TEXTO FORNECIDO
#####
O que é o Advento
Emmir Nogueira (Comunidade Shalom)
Finalidade e espírito deste tempo - Enquanto que o Tempo pascal e da
Quaresma, a celebração do Natal do Senhor e da Epifania são comuns a
todos os ritos, o Tempo do Advento é próprio do Ocidente. Foi
instituído para que os fiéis se preparassem para a celebração do
Natal, mas em pouco tempo adquiriu também um significado
escatológico: de fato, recorda a dupla vinda do Senhor, isto é, a
vinda entre os homens e a vinda no final dos tempos." (1)
O tempo do Advento tem a duração de quatro semanas e não é mais
considerado somente como tempo de penitência; ao contrário, é tempo
de alegre expectativa.
No tempo do Advento omite-se o "Glória" nas celebrações litúrgicas,
mas por razões diferentes da omissão do mesmo no tempo da Quaresma: é para que este hino angélico ressoe no Natal como um cântico novo.
Nas duas primeiras semanas do Advento, a liturgia expressa o aspecto
escatológico do Advento, colocando nos corações a alegre expectativa
pela segunda vinda de Cristo. Nas semanas seguintes, a Igreja nos
prepara diretamente para a celebração do Natal do Senhor.
#####
TRECHO DE DADOS
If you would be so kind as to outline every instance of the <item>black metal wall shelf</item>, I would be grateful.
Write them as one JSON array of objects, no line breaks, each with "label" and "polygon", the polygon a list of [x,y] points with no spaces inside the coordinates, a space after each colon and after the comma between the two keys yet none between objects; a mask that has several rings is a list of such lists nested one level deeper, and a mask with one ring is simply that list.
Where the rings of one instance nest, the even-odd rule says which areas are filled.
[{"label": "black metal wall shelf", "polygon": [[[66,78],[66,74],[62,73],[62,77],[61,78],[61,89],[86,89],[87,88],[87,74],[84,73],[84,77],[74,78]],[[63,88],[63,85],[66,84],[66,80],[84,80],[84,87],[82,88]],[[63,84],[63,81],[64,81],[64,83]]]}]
#####
TAREFA
Extraia do texto sobre o Advento, sem qualquer alteração, o trecho que começa em "O tempo do Advento tem" e segue até "Natal do Senhor.".

RESULTADO
O tempo do Advento tem a duração de quatro semanas e não é mais
considerado somente como tempo de penitência; ao contrário, é tempo
de alegre expectativa.
No tempo do Advento omite-se o "Glória" nas celebrações litúrgicas,
mas por razões diferentes da omissão do mesmo no tempo da Quaresma: é para que este hino angélico ressoe no Natal como um cântico novo.
Nas duas primeiras semanas do Advento, a liturgia expressa o aspecto
escatológico do Advento, colocando nos corações a alegre expectativa
pela segunda vinda de Cristo. Nas semanas seguintes, a Igreja nos
prepara diretamente para a celebração do Natal do Senhor.